EXERCISE INSTRUCTIONS:
Can you change "one instance per line" to "one point per line" everywhere it occurs in the entries below, keeping every other line as it is but leaving out the pictures?

Stored dataset items:
+++++
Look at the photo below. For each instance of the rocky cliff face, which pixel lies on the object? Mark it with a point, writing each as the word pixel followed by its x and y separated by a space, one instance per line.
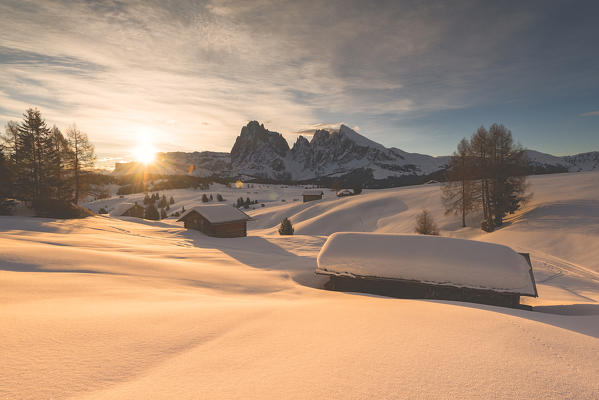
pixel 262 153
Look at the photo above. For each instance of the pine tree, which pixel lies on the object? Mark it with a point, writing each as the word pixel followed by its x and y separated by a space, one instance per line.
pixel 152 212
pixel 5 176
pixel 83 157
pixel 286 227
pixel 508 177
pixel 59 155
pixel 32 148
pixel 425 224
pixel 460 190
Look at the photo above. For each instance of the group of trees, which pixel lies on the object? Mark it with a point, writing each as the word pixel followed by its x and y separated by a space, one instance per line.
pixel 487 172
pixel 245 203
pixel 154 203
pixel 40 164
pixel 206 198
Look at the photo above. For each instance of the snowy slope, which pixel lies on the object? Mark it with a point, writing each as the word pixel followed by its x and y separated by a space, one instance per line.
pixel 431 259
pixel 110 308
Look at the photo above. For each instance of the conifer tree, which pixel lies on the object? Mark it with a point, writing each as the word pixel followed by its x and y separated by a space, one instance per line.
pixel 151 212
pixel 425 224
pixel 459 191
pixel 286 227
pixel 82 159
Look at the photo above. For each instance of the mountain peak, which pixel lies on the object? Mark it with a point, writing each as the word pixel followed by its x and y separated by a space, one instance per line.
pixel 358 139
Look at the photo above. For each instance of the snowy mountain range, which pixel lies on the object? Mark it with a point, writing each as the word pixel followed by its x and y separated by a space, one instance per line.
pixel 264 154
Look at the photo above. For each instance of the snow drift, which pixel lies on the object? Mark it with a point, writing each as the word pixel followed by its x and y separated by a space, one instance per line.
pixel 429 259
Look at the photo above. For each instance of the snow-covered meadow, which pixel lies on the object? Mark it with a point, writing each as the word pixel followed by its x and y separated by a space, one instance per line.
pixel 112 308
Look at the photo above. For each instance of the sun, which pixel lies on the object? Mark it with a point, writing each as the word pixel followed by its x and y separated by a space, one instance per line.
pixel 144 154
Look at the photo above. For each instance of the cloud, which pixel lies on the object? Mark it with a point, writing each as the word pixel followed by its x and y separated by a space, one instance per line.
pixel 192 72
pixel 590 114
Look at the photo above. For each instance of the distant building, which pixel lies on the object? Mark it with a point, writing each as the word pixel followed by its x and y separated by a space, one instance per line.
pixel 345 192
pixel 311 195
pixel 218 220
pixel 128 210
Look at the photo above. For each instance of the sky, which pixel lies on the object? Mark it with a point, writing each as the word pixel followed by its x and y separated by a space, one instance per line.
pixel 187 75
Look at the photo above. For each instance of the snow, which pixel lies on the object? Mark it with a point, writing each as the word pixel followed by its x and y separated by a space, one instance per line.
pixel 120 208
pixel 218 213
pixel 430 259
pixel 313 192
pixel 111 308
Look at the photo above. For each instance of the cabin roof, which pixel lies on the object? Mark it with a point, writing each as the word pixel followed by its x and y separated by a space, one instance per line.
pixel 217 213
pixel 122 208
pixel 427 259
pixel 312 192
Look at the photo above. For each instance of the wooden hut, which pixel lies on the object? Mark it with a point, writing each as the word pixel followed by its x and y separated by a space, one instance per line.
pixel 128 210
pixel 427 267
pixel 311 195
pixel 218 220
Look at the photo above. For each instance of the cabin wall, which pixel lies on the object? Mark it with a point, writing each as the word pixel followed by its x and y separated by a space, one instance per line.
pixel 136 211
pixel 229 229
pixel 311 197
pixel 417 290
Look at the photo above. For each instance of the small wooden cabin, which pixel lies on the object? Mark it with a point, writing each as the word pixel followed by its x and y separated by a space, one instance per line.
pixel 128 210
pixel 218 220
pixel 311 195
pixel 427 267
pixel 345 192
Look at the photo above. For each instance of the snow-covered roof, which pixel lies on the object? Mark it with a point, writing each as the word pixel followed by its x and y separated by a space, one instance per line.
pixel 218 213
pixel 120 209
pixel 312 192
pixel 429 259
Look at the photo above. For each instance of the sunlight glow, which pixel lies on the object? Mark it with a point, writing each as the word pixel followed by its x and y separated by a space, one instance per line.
+++++
THE RESULT:
Look at the photo below. For each instance of the rocky cliff face, which pixel lies on the object? Mark it with a point, writing each as the word pixel followed by its x and y separated by a space, one point per line.
pixel 262 153
Look at the photo above. For each instance of the pine tree, which pixel lies on the object? Mark it with a point, writing each as the word pixel followed by its x and y separated by a space, one point per line.
pixel 152 212
pixel 5 176
pixel 83 157
pixel 286 227
pixel 508 177
pixel 59 155
pixel 32 148
pixel 425 224
pixel 460 190
Look at the photo above. For each instance of the group of trees, which pixel lies on the object? Mark it with a point, writing each as the word pixel followed by its x and y separated by a space, one point per line.
pixel 487 172
pixel 245 203
pixel 154 203
pixel 40 164
pixel 206 198
Look at the photo above. For each instance of the snowy slope, which pixel lies on the object? Mark it with a point, writing each as the word pixel followed by its x and y separated by a space, one point per line.
pixel 431 259
pixel 110 308
Look at the photo above. For each instance of the conifer tree, which pixel lies on the object? Mark it with a point, writing each as the word pixel followed by its x and y separated by a space, one point per line.
pixel 151 212
pixel 425 224
pixel 459 191
pixel 286 227
pixel 82 159
Look at the photo above. For each instance of the mountain peak, which pixel lies on the object? Mark it with a point, writing each as the word pixel followed by its x and y separated by a space, one point per line.
pixel 358 139
Look at the photo above. For each instance of the snowy mountain range, which pixel lies on the object? Mark it with a point, writing each as the word pixel followed by its x and y separated by a space, one point per line.
pixel 264 154
Look at the photo above. For each instance of the snow drift, which pixel lies on the object? Mark it with a point, writing each as the word pixel followed by its x and y separated by a space, one point per line.
pixel 429 259
Look at the photo above. For each instance of the snow-covered meadow, which pixel lies on the object? Mark it with a point, writing each as the word pixel followed by its x and y separated by a space, one point per line.
pixel 112 308
Look at the photo above. For each instance of the sun, which pixel lies on the object? Mark it with a point, writing each as the word pixel followed by its x and y separated by a space, one point per line.
pixel 144 154
Look at the photo above. For each instance of the cloud, which pixel lies on the object? Mark it with a point, writing each as the word pixel followed by its x and y separated by a space, one point per line.
pixel 192 72
pixel 590 114
Look at the photo above. For each instance of the distant building, which pixel lies on the object? Mark it with a point, writing each as the word pixel followed by its x and y separated by a space, one point per line.
pixel 345 192
pixel 311 195
pixel 218 220
pixel 128 210
Look at the photo above. For each instance of the sky, which pixel lies on the object? Mark it with a point, writing each as the word pixel followed by its x and y separated by a space, one point per line.
pixel 187 75
Look at the photo above. For each instance of the snow, which pixel lies on the object? Mark it with a point, writing each as the word pixel followed by its x and y separated by a space, one point per line.
pixel 120 208
pixel 218 213
pixel 430 259
pixel 313 192
pixel 111 308
Look at the photo above. For each instance of the cabin roof, which pixel lies on the object? Mark it with a point, writing each as the word pixel followed by its x and y separated by a space, one point per line.
pixel 217 213
pixel 122 208
pixel 427 259
pixel 312 192
Look at the photo above. For each instance of the wooden hut, which pixel lies on the object? Mark it with a point, writing each as the word pixel followed by its x and y separated by a space, one point per line.
pixel 128 210
pixel 427 267
pixel 311 195
pixel 218 220
Look at the photo above. For each instance of the cabin wall, which pixel lies on the object? Mark it with a point, writing each as the word pixel followed by its x and y separated by a space, one point per line.
pixel 136 211
pixel 229 229
pixel 311 197
pixel 417 290
Look at the photo above. For each instance of the small wooden cabin, which pixel lies on the object? Mark it with a point, writing each as the word pixel followed by its x and y separated by a space, one point per line.
pixel 128 210
pixel 218 220
pixel 311 195
pixel 427 267
pixel 345 192
Look at the photo above. For each instance of the snow-covered roof, which pixel lies on the object? Mark it with a point, writing each as the word pixel followed by its x and y separated by a space, one point per line.
pixel 218 213
pixel 120 209
pixel 312 192
pixel 429 259
Look at the photo above. For each instance of the sunlight glow, which pixel lies on the object? Mark it with a point, writing each as the word pixel followed by its x and y separated by a space, one point per line.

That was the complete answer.